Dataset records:
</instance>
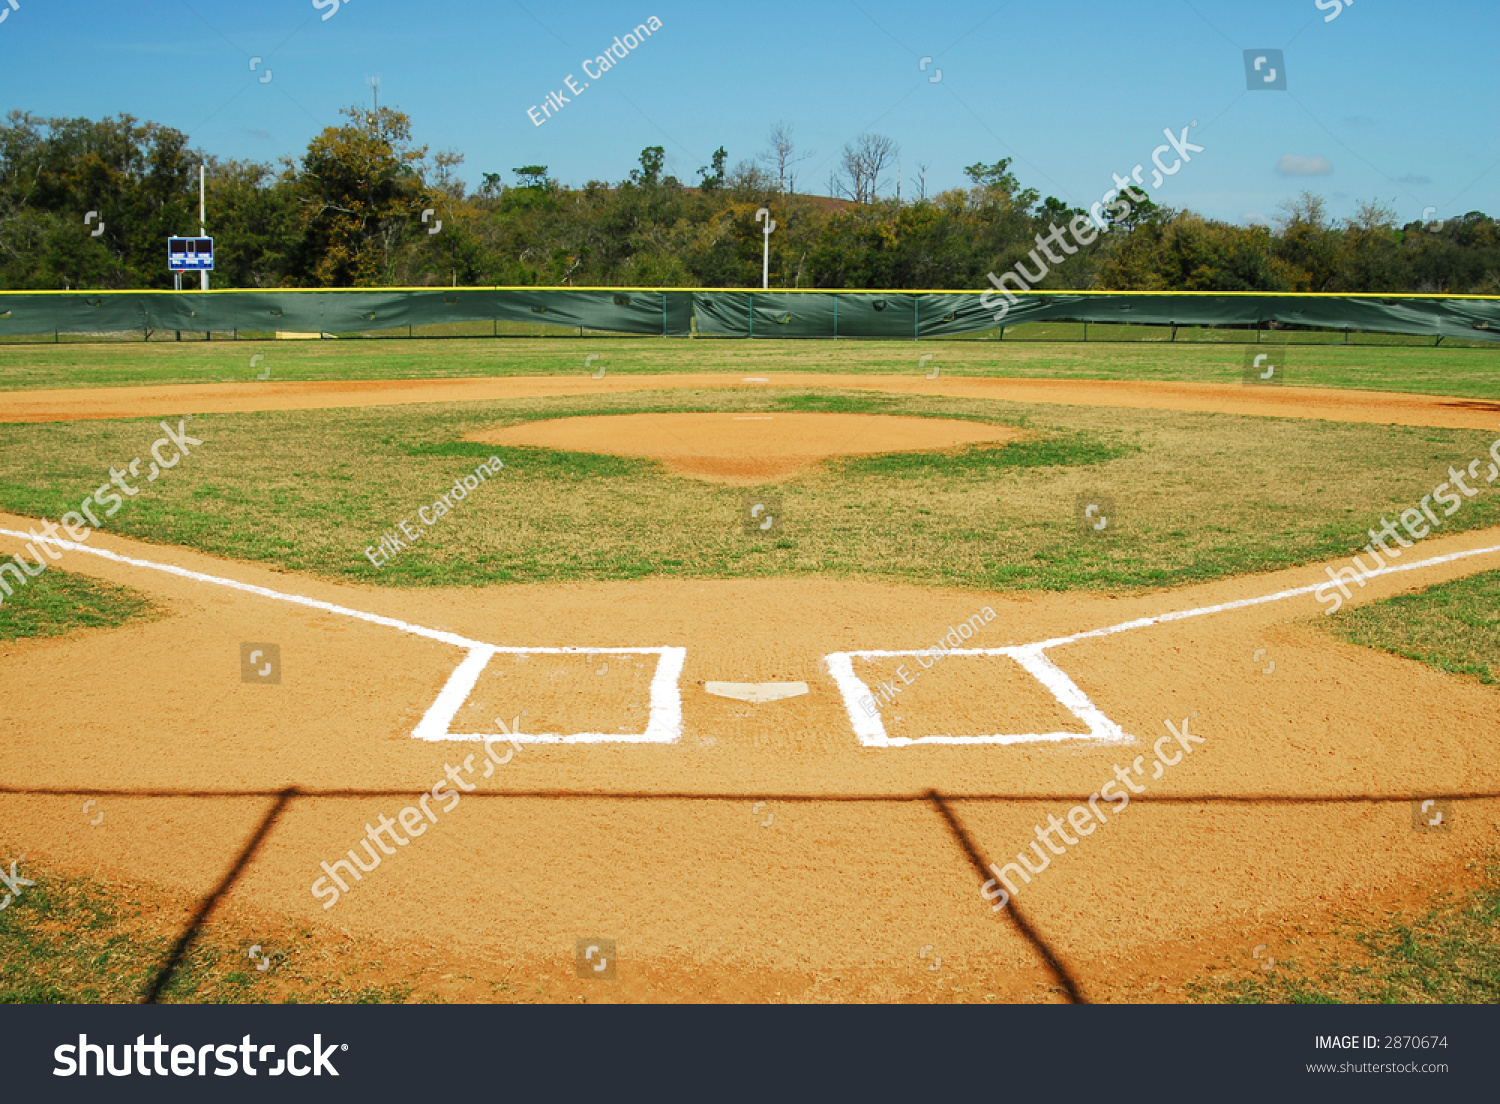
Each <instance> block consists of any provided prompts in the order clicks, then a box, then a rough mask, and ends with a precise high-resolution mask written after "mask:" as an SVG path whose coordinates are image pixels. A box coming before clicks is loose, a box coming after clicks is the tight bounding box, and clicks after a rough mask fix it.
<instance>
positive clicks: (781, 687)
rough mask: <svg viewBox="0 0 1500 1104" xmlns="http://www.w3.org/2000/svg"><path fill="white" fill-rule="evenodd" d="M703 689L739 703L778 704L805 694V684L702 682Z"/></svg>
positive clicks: (806, 692)
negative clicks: (787, 699)
mask: <svg viewBox="0 0 1500 1104" xmlns="http://www.w3.org/2000/svg"><path fill="white" fill-rule="evenodd" d="M703 688H705V690H706V691H708V693H711V694H718V696H720V697H733V699H735V700H739V702H757V703H759V702H780V700H781V699H783V697H799V696H801V694H805V693H807V682H703Z"/></svg>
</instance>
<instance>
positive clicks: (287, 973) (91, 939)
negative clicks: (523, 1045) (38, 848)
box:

● **EXERCISE GOAL**
Pictures omitted, give the entries again exactly.

● **RESPONSE TO THE TASK**
</instance>
Each <instance> block consists of any provided prompts in the order clicks, then a box, then a rough mask, and ends with a precise high-resolution mask written after "mask:" as an SVG path whose coordinates are image pixels. A box coming before clicks is loose, a box coming after clicks is the tight bounding box, and clicks after a rough mask fix it.
<instance>
positive clicks: (781, 687)
rough mask: <svg viewBox="0 0 1500 1104" xmlns="http://www.w3.org/2000/svg"><path fill="white" fill-rule="evenodd" d="M703 689L739 703L778 704L805 694V684L702 682Z"/></svg>
positive clicks: (806, 692)
negative clicks: (787, 699)
mask: <svg viewBox="0 0 1500 1104" xmlns="http://www.w3.org/2000/svg"><path fill="white" fill-rule="evenodd" d="M703 688H705V690H706V691H708V693H711V694H718V696H720V697H733V699H735V700H739V702H757V703H759V702H780V700H781V699H783V697H799V696H801V694H805V693H807V682H703Z"/></svg>
</instance>
<instance>
positive clicks: (287, 973) (91, 939)
negative clicks: (523, 1045) (38, 848)
box:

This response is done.